Recorded data ::
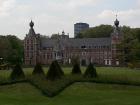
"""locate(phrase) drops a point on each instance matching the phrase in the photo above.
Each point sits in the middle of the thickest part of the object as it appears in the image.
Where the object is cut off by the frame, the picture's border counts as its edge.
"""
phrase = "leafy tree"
(90, 71)
(17, 73)
(11, 49)
(55, 71)
(76, 68)
(38, 70)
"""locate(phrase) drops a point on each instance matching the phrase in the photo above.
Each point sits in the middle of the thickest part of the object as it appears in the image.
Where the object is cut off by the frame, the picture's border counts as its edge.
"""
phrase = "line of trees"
(55, 71)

What you should do ::
Rewrite all the items above in full, requests included, and shift every point coordinate in the answers up by 9. Leave the pictures out.

Expected answer ::
"""locate(phrase) drops a point on each instance matching the phrase in the photo above.
Each point sits in the middle of the thickest part of the object as it appears in the image.
Where the object is cut off by the frame, the picture's border counts as its edge.
"""
phrase = "leafy tree"
(99, 80)
(26, 82)
(20, 58)
(64, 80)
(85, 77)
(47, 79)
"""locate(phrase) drops a point on each instance matching the phrase in the photo above.
Each point sits in the middle of the thickest part of the object as it appears in the image.
Where the object is cut off by the frame, the picture's border counts as its edge.
"""
phrase = "line of trees"
(64, 80)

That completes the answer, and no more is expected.